Data records »
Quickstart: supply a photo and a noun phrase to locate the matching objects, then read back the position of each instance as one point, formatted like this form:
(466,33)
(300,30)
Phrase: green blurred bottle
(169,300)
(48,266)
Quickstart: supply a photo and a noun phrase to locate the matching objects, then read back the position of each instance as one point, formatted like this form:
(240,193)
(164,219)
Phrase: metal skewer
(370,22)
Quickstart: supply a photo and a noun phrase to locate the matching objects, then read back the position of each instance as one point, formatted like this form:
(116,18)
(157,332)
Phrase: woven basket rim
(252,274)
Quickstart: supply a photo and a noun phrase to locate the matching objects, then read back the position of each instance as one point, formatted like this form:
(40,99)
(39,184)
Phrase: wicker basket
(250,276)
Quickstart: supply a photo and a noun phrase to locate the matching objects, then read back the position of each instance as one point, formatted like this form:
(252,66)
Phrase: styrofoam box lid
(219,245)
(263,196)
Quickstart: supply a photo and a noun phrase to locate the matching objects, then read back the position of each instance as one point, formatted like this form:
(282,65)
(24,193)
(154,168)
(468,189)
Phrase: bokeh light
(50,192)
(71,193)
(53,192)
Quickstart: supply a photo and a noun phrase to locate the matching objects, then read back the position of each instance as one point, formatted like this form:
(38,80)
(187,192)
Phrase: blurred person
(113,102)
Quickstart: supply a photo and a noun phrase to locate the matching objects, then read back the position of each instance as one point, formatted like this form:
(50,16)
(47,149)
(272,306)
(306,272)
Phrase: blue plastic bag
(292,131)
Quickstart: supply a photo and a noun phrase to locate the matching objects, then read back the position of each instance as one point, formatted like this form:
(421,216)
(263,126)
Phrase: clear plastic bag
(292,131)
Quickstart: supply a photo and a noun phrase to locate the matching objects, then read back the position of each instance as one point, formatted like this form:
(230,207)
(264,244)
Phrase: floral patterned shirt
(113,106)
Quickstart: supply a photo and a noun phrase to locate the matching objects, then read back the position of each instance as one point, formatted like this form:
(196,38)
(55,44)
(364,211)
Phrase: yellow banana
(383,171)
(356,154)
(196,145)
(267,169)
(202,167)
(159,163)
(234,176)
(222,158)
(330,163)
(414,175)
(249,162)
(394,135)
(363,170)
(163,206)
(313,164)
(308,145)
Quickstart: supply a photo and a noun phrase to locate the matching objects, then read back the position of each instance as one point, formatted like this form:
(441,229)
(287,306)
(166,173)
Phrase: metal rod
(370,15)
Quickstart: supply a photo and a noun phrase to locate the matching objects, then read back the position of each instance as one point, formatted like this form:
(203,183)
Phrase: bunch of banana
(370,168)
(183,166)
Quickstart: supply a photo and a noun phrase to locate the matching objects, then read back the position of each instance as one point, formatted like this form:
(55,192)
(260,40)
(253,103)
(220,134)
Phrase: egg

Exercise »
Write each record out again exactly.

Solution »
Quickstart: supply a photo and a noun phrase to locate the matching objects, then read back the position of each instance as one point, formatted like this form:
(466,33)
(300,30)
Phrase: green blurred bottle
(169,300)
(48,266)
Quickstart: supply a photo and a noun phrase to locate the matching objects, then read back the position of each instance as one point, formatted like this form:
(240,193)
(164,219)
Phrase: metal skewer
(370,22)
Quickstart: supply a photo and a noun phrase to locate the matching objects, then read back the position of each instance as one point, formatted like this form:
(116,18)
(157,332)
Phrase: woven basket rim
(252,274)
Quickstart: supply a photo and a noun phrase to locate the matching objects, then read back the position of each instance as one point, formatted like this form:
(40,99)
(39,184)
Phrase: wicker basket
(250,276)
Quickstart: supply a photo and a noun phrase to locate the matching objects, then read back the position of each instance as one point, formatted like this form:
(252,66)
Phrase: styrofoam box lid
(219,245)
(263,196)
Quickstart: supply a photo and a noun phrase to locate the matching objects, then read back the position of each instance as one point, formatted like this form:
(282,65)
(24,193)
(154,168)
(468,189)
Phrase: bokeh light
(50,192)
(71,193)
(53,192)
Quickstart: supply a photo and a noun phrase to locate the matching objects, then read back the position of each instance as one point, formatted like this form:
(38,80)
(187,192)
Phrase: blurred person
(113,102)
Quickstart: supply a photo and a noun phrase to locate the matching objects, then read back the position of each instance as one point, formatted like this form:
(50,16)
(47,149)
(272,306)
(306,272)
Phrase: blue plastic bag
(292,131)
Quickstart: supply a photo and a noun phrase to locate the matching objects, then read back the position of each instance as one point, formatted like this form:
(421,216)
(263,126)
Phrase: clear plastic bag
(292,131)
Quickstart: supply a photo and a noun phrase to locate the matching objects, then read back the position of each instance as one point, formatted like this form:
(230,207)
(264,244)
Phrase: floral patterned shirt
(113,106)
Quickstart: supply a photo and a noun phrase to locate the matching objects, then read back the position of each instance as one point, formatted like this form:
(196,38)
(55,44)
(364,211)
Phrase: yellow banana
(383,171)
(356,154)
(196,145)
(267,169)
(202,167)
(159,163)
(234,176)
(222,158)
(330,163)
(414,175)
(249,162)
(394,135)
(363,170)
(163,206)
(313,164)
(308,145)
Quickstart: supply a photo and a noun phrase to locate the matching objects, then read back the position of each instance as one point, formatted like this form:
(441,229)
(287,306)
(166,173)
Phrase: metal rod
(370,15)
Quickstart: supply a photo and a noun phrase to locate the matching objects, then read back the position of each instance as one point, formatted like this form:
(203,183)
Phrase: bunch of banana
(370,168)
(183,166)
Quickstart: supply a photo and a noun phrase to locate the matching objects, then read back the position of each instance as one point, formatted like this form:
(55,192)
(260,40)
(253,103)
(220,134)
Phrase: egg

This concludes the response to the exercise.